INSTRUCTION: Locate the line that contains "of the drainpipe". Print it and each following line through the end of the listing, verbatim, and nothing more.

EXTRACTED ENTRIES:
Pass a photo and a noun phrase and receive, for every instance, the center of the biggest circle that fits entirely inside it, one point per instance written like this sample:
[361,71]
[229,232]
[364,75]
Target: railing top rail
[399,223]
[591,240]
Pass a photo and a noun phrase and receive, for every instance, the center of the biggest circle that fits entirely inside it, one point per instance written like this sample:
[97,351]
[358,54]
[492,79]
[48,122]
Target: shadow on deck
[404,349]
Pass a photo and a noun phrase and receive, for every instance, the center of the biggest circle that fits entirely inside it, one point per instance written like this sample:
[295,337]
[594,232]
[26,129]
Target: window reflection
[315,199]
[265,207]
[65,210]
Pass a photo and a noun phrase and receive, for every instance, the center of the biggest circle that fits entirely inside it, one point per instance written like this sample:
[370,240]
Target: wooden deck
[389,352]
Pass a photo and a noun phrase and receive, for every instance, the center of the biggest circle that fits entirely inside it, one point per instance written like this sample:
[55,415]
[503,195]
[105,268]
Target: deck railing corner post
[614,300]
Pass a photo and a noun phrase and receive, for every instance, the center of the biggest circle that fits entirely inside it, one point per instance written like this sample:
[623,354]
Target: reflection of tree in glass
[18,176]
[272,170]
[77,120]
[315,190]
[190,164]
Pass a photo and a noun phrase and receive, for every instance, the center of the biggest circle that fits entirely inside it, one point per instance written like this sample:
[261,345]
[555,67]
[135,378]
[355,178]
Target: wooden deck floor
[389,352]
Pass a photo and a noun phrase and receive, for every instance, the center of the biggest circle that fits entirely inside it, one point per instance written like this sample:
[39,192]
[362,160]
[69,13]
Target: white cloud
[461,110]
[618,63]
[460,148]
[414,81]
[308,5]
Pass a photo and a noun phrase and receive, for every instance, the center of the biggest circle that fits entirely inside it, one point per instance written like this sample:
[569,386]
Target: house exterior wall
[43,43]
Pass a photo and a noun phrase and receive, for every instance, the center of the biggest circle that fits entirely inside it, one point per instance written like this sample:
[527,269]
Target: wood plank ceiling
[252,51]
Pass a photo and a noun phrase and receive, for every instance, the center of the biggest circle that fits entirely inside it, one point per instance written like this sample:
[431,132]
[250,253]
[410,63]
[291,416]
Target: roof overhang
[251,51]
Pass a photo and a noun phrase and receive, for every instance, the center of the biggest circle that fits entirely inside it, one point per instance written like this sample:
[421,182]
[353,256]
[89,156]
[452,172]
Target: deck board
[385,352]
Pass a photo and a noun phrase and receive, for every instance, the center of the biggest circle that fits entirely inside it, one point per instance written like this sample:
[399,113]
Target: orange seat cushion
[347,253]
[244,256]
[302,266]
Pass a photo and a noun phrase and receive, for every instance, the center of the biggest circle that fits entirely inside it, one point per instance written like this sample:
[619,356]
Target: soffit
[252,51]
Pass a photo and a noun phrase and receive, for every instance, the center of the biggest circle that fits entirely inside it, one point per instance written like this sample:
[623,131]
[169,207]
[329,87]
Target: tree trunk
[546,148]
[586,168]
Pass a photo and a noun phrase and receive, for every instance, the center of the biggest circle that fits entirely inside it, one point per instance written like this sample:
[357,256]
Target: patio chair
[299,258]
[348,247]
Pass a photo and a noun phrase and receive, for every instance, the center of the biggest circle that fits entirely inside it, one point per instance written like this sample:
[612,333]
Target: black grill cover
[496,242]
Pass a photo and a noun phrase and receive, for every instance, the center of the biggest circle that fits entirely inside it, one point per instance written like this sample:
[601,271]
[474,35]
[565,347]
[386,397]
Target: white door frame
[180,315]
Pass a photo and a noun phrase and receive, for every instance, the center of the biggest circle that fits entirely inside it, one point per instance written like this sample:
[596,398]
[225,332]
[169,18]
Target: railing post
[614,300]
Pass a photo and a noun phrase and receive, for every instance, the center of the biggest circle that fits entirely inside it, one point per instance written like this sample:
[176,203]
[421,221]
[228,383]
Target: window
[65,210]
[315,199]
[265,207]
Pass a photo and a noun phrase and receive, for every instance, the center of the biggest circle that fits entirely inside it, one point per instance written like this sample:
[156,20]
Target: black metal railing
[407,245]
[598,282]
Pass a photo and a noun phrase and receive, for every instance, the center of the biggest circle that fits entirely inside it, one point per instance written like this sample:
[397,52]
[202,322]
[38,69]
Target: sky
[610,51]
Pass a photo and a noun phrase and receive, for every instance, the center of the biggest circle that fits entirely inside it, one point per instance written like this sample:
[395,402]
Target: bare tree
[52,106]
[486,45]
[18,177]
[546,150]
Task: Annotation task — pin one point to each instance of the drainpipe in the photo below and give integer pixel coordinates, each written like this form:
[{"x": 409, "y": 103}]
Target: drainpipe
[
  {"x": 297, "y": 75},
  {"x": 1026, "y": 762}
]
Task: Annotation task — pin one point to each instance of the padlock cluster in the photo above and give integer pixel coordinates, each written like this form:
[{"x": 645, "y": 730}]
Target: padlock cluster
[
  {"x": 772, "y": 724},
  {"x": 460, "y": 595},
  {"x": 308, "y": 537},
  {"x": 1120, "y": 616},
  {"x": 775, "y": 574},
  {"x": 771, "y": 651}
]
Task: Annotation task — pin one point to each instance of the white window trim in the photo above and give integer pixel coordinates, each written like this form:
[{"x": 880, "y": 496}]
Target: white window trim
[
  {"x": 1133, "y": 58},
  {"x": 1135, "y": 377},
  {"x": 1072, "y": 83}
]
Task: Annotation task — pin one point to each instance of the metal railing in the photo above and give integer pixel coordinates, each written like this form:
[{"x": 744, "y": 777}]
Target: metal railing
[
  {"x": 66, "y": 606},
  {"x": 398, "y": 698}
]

OUTPUT OF THE EXERCISE:
Task: Annotation task — pin one point to each instance of the drainpipe in the photo below and give integer pixel coordinates, each written like this form:
[{"x": 409, "y": 103}]
Target: drainpipe
[
  {"x": 297, "y": 75},
  {"x": 1026, "y": 762}
]
Task: Annotation task — pin one point to each instance of the padlock cluster in the photo above and give integer pixel coordinates, each written like this form:
[{"x": 645, "y": 730}]
Target: padlock cluster
[
  {"x": 772, "y": 724},
  {"x": 460, "y": 595},
  {"x": 308, "y": 537},
  {"x": 1120, "y": 616},
  {"x": 775, "y": 574},
  {"x": 771, "y": 651}
]
Task: Annotation task — pin one point to each instance of the white window trim in the photo above and give integer pixel coordinates, each written like this form:
[{"x": 880, "y": 496}]
Target: white window trim
[
  {"x": 1133, "y": 58},
  {"x": 1135, "y": 377},
  {"x": 1072, "y": 83}
]
Task: Annotation task — pin one point to each instance of the metal railing in the photo above and give integer pixel coordinates, each written like this form:
[{"x": 744, "y": 777}]
Target: metal railing
[
  {"x": 66, "y": 606},
  {"x": 398, "y": 698}
]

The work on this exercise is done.